## Data under study:
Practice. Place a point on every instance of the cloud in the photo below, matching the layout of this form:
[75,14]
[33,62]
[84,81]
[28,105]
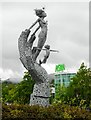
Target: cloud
[68,28]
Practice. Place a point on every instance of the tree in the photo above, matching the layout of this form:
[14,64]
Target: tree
[80,88]
[23,90]
[18,93]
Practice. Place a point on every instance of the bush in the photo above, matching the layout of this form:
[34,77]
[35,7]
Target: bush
[55,111]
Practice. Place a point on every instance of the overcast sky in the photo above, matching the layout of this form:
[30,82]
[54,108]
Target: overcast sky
[68,32]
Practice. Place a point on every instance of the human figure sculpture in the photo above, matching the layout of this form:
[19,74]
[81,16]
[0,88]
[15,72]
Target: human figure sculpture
[43,34]
[28,55]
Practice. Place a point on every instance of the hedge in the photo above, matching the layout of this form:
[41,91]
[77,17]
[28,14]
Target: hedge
[53,112]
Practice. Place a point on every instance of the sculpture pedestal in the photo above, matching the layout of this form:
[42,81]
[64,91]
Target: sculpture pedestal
[40,95]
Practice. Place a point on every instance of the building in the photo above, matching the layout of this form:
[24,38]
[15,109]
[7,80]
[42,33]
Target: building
[63,78]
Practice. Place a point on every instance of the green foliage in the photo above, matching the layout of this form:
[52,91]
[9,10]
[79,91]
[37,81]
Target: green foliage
[78,93]
[18,93]
[55,111]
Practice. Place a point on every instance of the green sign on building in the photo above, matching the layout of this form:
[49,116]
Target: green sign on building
[59,67]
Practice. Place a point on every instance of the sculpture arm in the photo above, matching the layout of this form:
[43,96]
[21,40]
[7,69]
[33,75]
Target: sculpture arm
[36,30]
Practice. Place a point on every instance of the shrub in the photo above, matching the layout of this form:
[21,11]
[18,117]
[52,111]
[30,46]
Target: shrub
[56,111]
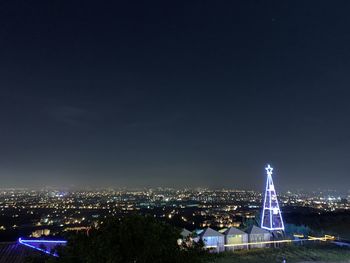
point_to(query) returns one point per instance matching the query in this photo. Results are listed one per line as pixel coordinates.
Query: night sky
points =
(175, 93)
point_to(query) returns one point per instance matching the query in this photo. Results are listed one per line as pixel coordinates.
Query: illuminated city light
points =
(271, 218)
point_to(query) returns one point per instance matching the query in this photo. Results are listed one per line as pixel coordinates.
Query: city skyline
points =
(174, 94)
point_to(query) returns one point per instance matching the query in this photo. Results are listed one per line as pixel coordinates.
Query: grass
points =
(292, 254)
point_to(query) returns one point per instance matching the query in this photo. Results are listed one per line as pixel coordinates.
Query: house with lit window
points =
(257, 235)
(235, 239)
(213, 240)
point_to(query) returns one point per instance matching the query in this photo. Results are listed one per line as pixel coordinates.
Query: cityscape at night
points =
(49, 212)
(174, 131)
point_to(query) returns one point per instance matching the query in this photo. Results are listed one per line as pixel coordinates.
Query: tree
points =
(132, 239)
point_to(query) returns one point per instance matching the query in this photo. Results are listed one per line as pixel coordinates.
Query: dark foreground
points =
(310, 253)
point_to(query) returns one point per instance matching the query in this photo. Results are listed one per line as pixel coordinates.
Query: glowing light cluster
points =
(271, 218)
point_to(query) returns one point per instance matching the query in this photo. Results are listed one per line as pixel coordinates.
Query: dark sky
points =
(175, 93)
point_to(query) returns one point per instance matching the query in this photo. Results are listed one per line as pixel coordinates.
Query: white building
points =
(257, 234)
(234, 238)
(213, 239)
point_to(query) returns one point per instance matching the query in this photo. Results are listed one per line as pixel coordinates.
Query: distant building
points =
(185, 237)
(236, 238)
(257, 234)
(185, 233)
(213, 239)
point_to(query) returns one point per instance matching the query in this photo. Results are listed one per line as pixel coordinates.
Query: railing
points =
(310, 238)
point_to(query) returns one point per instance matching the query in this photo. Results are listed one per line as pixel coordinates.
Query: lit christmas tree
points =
(271, 218)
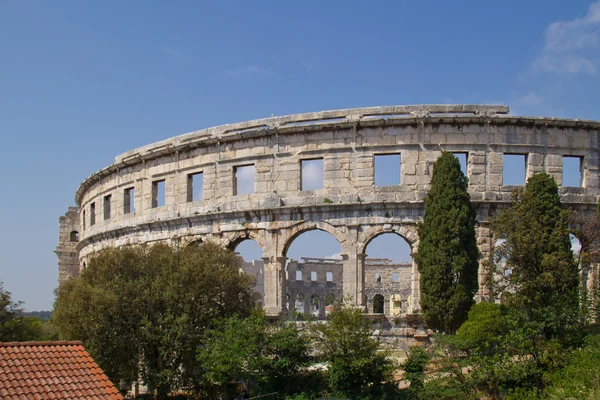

## Directions for this task:
All of the material is to be reproduced verbatim, pictures excluded.

## Answer for the task:
Practice. Place a point on every instance of the cloud in the photo below, matching the layout of this form:
[75,14]
[33,62]
[84,81]
[28,105]
Target: cloud
[68,28]
Practice. Place a point on every instance of the tree in the photo above, matching the layout of this form:
[14,64]
Target: tree
[80,88]
[23,90]
[18,93]
Practice. Place a point on every instance of the bush in the photo above, matching the layout of this form:
[34,77]
[35,7]
Target: bush
[55,111]
Practice. Place a point on every instance of the overcast sky in the photo above, matching the layout of this form:
[30,82]
[54,108]
Target: overcast sky
[68,32]
Practice. Place a point on every instance of the human figure sculpture in the photo above, matching the layout of this form:
[19,74]
[81,16]
[0,88]
[15,72]
Target: human figure sculpture
[43,34]
[28,55]
Practice. Place a point on every instance of the hedge in the photo above, matching the layout of this form:
[41,91]
[77,17]
[28,14]
Target: hedge
[53,112]
Practice. Place a point on every instance of the sculpture pedestal in the photo above, matching the layout of this form:
[42,81]
[64,91]
Target: sculpture pedestal
[40,95]
Practice. Place a point on every instance of the building in the photo above, matching the layout of this form:
[24,38]
[15,109]
[7,80]
[42,33]
Target: building
[63,78]
Practice. Place a point on every instance of the green foliage in the photo above, matching the layout of this form:
[52,91]
[9,10]
[79,91]
[37,81]
Target: green foliage
[78,93]
[18,93]
[55,111]
Practice. Place a point on every instance of the green sign on building in the photo above, matching the layout of this form:
[49,116]
Target: green sign on building
[59,67]
Practice. Place a point on every instance of the sculpture arm in the photo above, matching the layout of this form:
[43,96]
[21,40]
[7,69]
[33,75]
Target: sculpture arm
[36,30]
Practice. Place a point on every instance of the shrub in the photo above, matching the layout of this form:
[21,11]
[18,117]
[52,111]
[30,46]
Target: shrub
[56,111]
point_to(query) returns one point per instance matching the query in this photo. Results are listed one per line as pixel coordinates.
Query: night sky
points =
(175, 93)
point_to(query) returns one point per instance matching the query in this photo. Results are listed one per line as pixel coordinates.
Query: illuminated city light
points =
(271, 218)
point_to(query) returns one point per instance matching the query in this photo. Results are listed one per line as pixel coordinates.
Query: city skyline
points =
(174, 94)
point_to(query) returns one point per instance matching the query in this photo. Results are listed one per line as pixel coordinates.
Query: grass
points =
(292, 254)
point_to(query) returns one point per instance matching the query in this photo. Results are listed one per line as pixel coordinates.
Query: house with lit window
points =
(257, 235)
(235, 239)
(213, 240)
point_to(query) returns one point per instance matching the query in this photo. Results are listed one per line as pixel coordinates.
Query: cityscape at night
points =
(49, 212)
(174, 131)
point_to(query) returns one point per instance matching the query in this photo. Results are listed one per line as pixel coordinates.
Query: tree
points =
(132, 239)
point_to(query) returns one point per instance matching the query in this photo. Results are listed one per line as pixel coordinates.
Query: dark foreground
points =
(310, 253)
point_to(query) returns one point per instance matching the query in this photo. Results are listed one per line as pixel coordinates.
Query: glowing light cluster
points =
(271, 218)
point_to(query) returns one point per instance matching the query in this photo. Results are listed one per line as pixel coordinates.
Query: dark sky
points =
(175, 93)
point_to(query) returns one point per instance matching the query in this photo. Results are listed one per line as pixel coordinates.
Query: white building
points =
(257, 234)
(234, 238)
(213, 239)
point_to(query) returns one point per instance matching the query in this photo. Results are listed one per line as pixel coordinates.
Query: distant building
points =
(185, 237)
(236, 238)
(257, 234)
(185, 233)
(213, 239)
point_to(query) returns one point per instance matching the query in this photo. Results are listed one per line as pixel coordinates.
Query: railing
points =
(310, 238)
point_to(query) returns one point per instance matching the query in this photo. Results are listed one per line as pixel coordinates.
Query: lit christmas tree
points =
(271, 218)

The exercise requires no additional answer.